> **TEXT UNDER STUDY**:
Regina Gwynn is revolutionizing the tech landscape for women of color as co-founder of Black Women Talk Tech, an organization dedicated to identifying, supporting, and encouraging Black women to build billion-dollar businesses. From her first tech startup TresseNoire in 2014 to being named one of the 100 Most Powerful Women by Entrepreneur Magazine, Gwynn’s journey exemplifies the resilience and innovation she champions. In this exclusive interview, she shares valuable insights on mentorship, team building, and navigating the challenges of entrepreneurship while discussing the upcoming 9th annual Roadmap to Billions Conference.
Why and how did you found Black Women Talk Tech?
Black Women Talk Tech started as an opportunity to create a community for women of color building technology companies. Myself and my co-founder, Esosa Ighodaro were both tech entrepreneurs, we had founded our own technology companies and understood very personally how challenging it was navigating the technology ecosystem. I had a beauty startup back in 2013-2014, here in New York City, and it was that experience where, raising venture capital, trying to find the right CTO, trying to understand how to develop a business model, that just hadn’t been developed before. There was no blueprint, and so trying to find other resources and access to those opportunities was what really prompted us to develop Black Women Talk Tech. We now educate, amplify and fund other women entrepreneurs through our Roadmap to Billions technology conference series, our recruiting events, as well as our pitch competitions and more.
What should young women understand about having a mentor in the tech business?
When I think about having a mentor, the first thing is having someone who’s willing to tell it like it is. You want to be able to have someone that’s going to not sugarcoat anything. This business is very tough, it’s very male dominated, and in the grand scheme of things you need to be able to do your job. A mentor should be able to help you understand that, and be able to position you to understand how well are you doing in your job first, and then be able to position all of the other pieces.
Specifically within technology, the challenge isn’t getting in, it’s staying in and so making sure that you’re finding those multiple mentors that you may need. You may need the technical mentor that’s helping you understand technically, how are you doing in your engineering role? Your UX/UI role, your project manager role, and then how are you doing in your relationship manager roles or your relationship manager skill set, so it can be done.
How important is understanding the language of technology?
I do think that there is some value to talking tech. It is that thing that oftentimes make people feel very intimidated. That was one of the things that was very intimidating to me. I don’t come from a technology background, I went to school for marketing. I am not an engineer by trade, didn’t go to school for it, and so that was something that felt very foreign to me.
The more comfortable you are in understanding this language the better you are able to communicate. I do think that it does help you navigate being able to move between different opportunities. It helps you identify opportunities when you can kind of translate the language, but also understand that the language is changing, the technologies are changing. So being up to date is also really really hard, because there’s a new technology coming out. I do think that there does need to be a baseline understanding of what’s going on, but also an acknowledgement that you’re not gonna know everything, and being able to say, Hey, listen! What is that? I don’t know what that is.
How important is it to know how to build a team?
Critical. I do think it’s absolutely critical to understand how to build a team. There’s a time to know how to lead a team, and then there’s a time to know how to be a part of a team. I think teams are what helps you scale your impact. So when you’re able to create a team that actually allows you to scale the impact of your work, that speaks volumes to your ability to show your success.

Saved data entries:
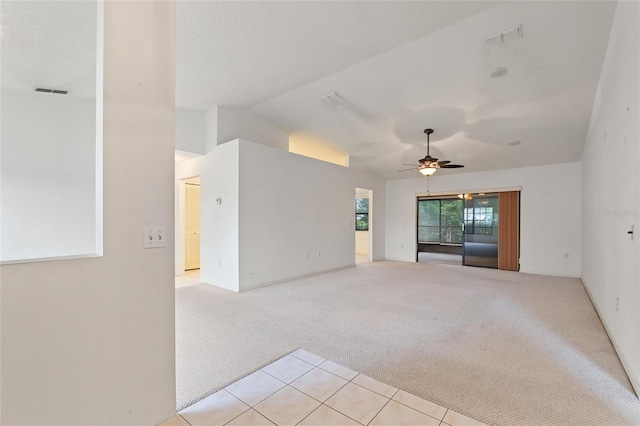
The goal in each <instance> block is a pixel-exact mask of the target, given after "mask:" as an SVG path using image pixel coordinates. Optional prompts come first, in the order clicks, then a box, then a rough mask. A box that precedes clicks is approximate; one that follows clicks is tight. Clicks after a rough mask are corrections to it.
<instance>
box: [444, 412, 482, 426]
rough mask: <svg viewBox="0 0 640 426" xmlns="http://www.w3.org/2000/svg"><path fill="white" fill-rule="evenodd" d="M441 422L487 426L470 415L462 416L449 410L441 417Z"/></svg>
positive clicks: (458, 425)
mask: <svg viewBox="0 0 640 426" xmlns="http://www.w3.org/2000/svg"><path fill="white" fill-rule="evenodd" d="M442 421H443V422H445V423H447V424H449V425H451V426H487V425H486V424H484V423H482V422H479V421H477V420H474V419H472V418H471V417H467V416H464V415H462V414H460V413H456V412H455V411H452V410H449V411H447V414H445V416H444V418H443V419H442Z"/></svg>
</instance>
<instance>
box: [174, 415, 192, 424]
mask: <svg viewBox="0 0 640 426" xmlns="http://www.w3.org/2000/svg"><path fill="white" fill-rule="evenodd" d="M176 414H177V415H179V416H180V417H182V420H184V421H185V422H187V424H188V425H189V426H193V425H192V424H191V423H189V420H187V419H185V418H184V416H183V415H182V414H180V413H176Z"/></svg>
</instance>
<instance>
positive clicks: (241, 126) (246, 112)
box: [217, 106, 289, 151]
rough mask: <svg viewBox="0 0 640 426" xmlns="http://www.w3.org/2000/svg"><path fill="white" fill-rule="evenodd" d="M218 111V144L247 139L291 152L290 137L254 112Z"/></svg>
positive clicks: (229, 108) (243, 110) (245, 109)
mask: <svg viewBox="0 0 640 426" xmlns="http://www.w3.org/2000/svg"><path fill="white" fill-rule="evenodd" d="M217 109H218V127H217V134H218V144H221V143H225V142H228V141H230V140H235V139H246V140H250V141H256V142H258V143H260V144H263V145H267V146H270V147H272V148H277V149H281V150H284V151H288V150H289V135H288V134H287V133H285V132H283V131H282V130H280V129H278V128H277V127H275V126H273V125H272V124H270V123H268V122H267V121H265V120H263V119H262V118H261V117H258V116H257V115H256V114H255V113H253V112H252V111H249V110H246V109H242V108H231V107H222V106H220V107H217Z"/></svg>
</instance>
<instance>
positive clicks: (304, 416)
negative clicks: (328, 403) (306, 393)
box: [294, 388, 331, 424]
mask: <svg viewBox="0 0 640 426" xmlns="http://www.w3.org/2000/svg"><path fill="white" fill-rule="evenodd" d="M294 389H295V388H294ZM300 392H302V391H300ZM302 393H304V392H302ZM305 395H307V394H306V393H305ZM307 396H309V397H310V398H313V397H312V396H311V395H307ZM313 399H315V398H313ZM316 401H318V400H317V399H316ZM318 402H320V401H318ZM323 405H324V404H323V403H322V402H320V405H318V406H317V407H316V408H314V409H313V411H312V412H310V413H309V414H307V415H306V416H304V418H302V419H301V420H300V421H299V422H298V423H296V424H300V423H302V422H303V421H304V419H306V418H307V417H309V416H310V415H312V414H313V413H315V412H316V410H318V408H320V407H322V406H323ZM329 408H331V407H329Z"/></svg>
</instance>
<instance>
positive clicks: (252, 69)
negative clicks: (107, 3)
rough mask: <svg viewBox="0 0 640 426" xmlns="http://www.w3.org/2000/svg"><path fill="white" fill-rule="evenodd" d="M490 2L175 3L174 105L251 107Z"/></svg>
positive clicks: (301, 1)
mask: <svg viewBox="0 0 640 426" xmlns="http://www.w3.org/2000/svg"><path fill="white" fill-rule="evenodd" d="M496 4H497V3H495V2H476V1H472V2H465V1H455V2H430V1H427V2H421V1H409V2H404V1H346V2H345V1H335V2H334V1H179V2H178V3H177V18H176V19H177V40H176V49H177V52H176V103H177V105H178V107H188V108H207V107H210V106H211V105H226V106H236V107H238V106H241V107H246V106H252V105H254V104H256V103H258V102H261V101H264V100H267V99H270V98H273V97H275V96H278V95H281V94H283V93H285V92H287V91H289V90H294V89H296V88H298V87H300V86H302V85H304V84H307V83H310V82H312V81H315V80H317V79H319V78H321V77H324V76H326V75H328V74H331V73H334V72H339V71H341V70H343V69H345V68H347V67H349V66H351V65H354V64H357V63H358V62H361V61H363V60H365V59H368V58H371V57H373V56H375V55H379V54H381V53H384V52H386V51H388V50H389V49H392V48H395V47H397V46H400V45H402V44H405V43H407V42H410V41H412V40H415V39H417V38H419V37H423V36H424V35H426V34H429V33H431V32H434V31H436V30H438V29H440V28H443V27H445V26H447V25H449V24H451V23H454V22H456V21H458V20H460V19H463V18H465V17H467V16H471V15H473V14H475V13H478V12H479V11H482V10H485V9H487V8H490V7H493V6H495V5H496Z"/></svg>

> **REQUIRED WORK**: According to the interview with Regina Gwynn, what did she go to school for?

> **RESULT**: Marketing.